Continue the explanation of the LightOJ 1004 monkey-and-bananas dynamic programming problem, which appears below ahead of the entries, from the point where it stops.

- Source text
■ ■ ■ ■

Lightoj 1004 Solution in English

Lightoj 1004 Solution in English

Problem Link: Lightoj 1004

Click Here to see the discussion in Bangla

First, let me say this is a simple DP (Dynamic Programming) problem.

If you know the Rock Climbing problem, this one will feel very similar. If not, it’s better to learn that first (there are Bengali blogs about it). Anyway, let’s discuss the problem.

We are given a diamond-shaped 2D array.

Each cell of the array contains some bananas 🍌.

A monkey starts from the top of the diamond and can only move downward to adjacent cells.

Whenever the monkey visits a cell, it eats all the bananas in that cell.

So, our task is to find the maximum number of bananas the monkey can eat by choosing the best possible path. 

                                                             

Step 1: Understanding the movement

• The monkey can only move to adjacent cells below the current cell.

• For example, if the monkey is at [1,1] (with 7 bananas), it can go to [2,1] or [2,2].

• Now, which one should it choose? The answer depends on which path eventually gives more bananas.

• So, we must check all possible paths to know the maximum.

This can naturally be solved using recursion:

• At each cell, check all possible next moves.

• Take the path that yields the maximum bananas.

■ ■ ■ ■

- Dataset excerpts
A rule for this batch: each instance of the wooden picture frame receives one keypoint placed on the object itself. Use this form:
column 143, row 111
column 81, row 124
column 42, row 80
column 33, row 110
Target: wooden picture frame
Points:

■ ■ ■ ■

- The answer
Step 2: Why recursion is not enough

Although recursion works, it will cause a TLE (Time Limit Exceeded).
Why?
Because the monkey can revisit the same cell multiple times from different paths, and each time, recursion will recompute the result for that subproblem.

If you print row/column indices during recursion, you’ll see that many cells are visited multiple times.

Step 3: Adding DP (Memoization)

To avoid recomputing, we use DP (Dynamic Programming):

• We store the result (maximum bananas from this cell onward) in a DP array.

• If we reach the same cell again, we don’t recurse further. Instead, we directly return the stored result.

• This way, each cell is computed only once, making the solution efficient.

Step 4: Special case for diamond shape

Since the array is diamond-shaped, there are two phases:

1. Expanding rows (from top to middle).

2. Contracting rows (from middle to bottom).

That’s why the recursive function uses two conditions for handling movement in different halves of the diamond.